→ Textauszug:
* * * *

1973 konnte Kohl seinen ersten ganz großen Erfolg erringen. Er wurde Deutscher Juniorenmeister über 5000m in 14:28 min. Zwei Jahre später gelang ihm dann sein größter Erfolg. Auf der schweren Strecke am Berliner Teufelsberg erlief er sich im Cross den deutschen Meistertitel auf der Männer-Mittelstrecke. Bei den Bahnmeisterschaften 1975 über 5000m schied er mit 14:03 min im Vorlauf aus. 1976 wurde er nach einer Verletzungspause Dritter bei der Crosslauf-DM in Wetter. In jenem Jahr verbesserte er sich auf der 12 1/2 Runden-Distanz auf 13:48min und nahm am Länderkampf Deutschland-Sowjetunion teil, wo er erstmals unter der 14 Minuten-Grenze blieb.
1977 sollten weitere Steigerungen erfolgen. Doch es kam anders. Günther Kohl fing sich eine Virusinfektion ein. Erst fühlte er sich schwach und fiebrig, dann begann das Herz zu rasen. In der Uniklinik Ulm stellten die Ärzte eine Herzmuskelentzündung fest. Eine Lungenentzündung kam hinzu. Auf der Intensivstation gab ihm der Pfarrer die letzte Ölung.

* * * *

→ Zeilenauszüge:
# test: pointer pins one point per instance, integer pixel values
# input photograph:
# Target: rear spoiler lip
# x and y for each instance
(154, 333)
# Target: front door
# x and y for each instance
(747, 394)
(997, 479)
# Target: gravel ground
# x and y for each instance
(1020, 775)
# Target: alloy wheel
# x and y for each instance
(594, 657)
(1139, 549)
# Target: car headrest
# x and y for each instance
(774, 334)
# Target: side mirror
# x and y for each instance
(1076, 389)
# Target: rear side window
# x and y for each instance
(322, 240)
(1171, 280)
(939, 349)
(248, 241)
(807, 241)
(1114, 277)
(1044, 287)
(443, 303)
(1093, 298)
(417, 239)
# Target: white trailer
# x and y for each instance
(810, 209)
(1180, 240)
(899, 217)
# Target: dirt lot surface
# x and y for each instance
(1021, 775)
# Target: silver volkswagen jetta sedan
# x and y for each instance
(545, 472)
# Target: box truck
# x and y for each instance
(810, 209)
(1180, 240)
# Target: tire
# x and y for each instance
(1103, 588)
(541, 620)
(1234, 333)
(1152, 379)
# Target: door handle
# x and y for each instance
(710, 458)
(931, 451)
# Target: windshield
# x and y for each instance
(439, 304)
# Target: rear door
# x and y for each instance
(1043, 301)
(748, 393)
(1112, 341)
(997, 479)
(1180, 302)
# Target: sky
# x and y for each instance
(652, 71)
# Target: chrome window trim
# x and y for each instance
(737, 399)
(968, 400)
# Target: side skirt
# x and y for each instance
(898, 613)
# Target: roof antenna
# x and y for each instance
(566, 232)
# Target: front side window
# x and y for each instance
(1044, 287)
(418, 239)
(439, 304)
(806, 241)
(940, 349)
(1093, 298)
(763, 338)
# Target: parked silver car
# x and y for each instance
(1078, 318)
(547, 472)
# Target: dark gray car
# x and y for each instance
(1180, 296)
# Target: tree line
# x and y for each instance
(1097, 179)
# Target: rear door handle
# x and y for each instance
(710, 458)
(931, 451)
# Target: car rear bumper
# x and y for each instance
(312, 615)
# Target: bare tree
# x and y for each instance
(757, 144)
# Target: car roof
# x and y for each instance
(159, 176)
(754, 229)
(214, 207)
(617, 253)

* * * *

→ Ihre Aufgabe: Zählen Sie alle Laufzeiten auf, die der Textauszug für Kohl angibt. Stützen Sie sich ausschließlich auf den Textauszug.

→ Lösung: 14:28 min, 14:03 min, 13:48 min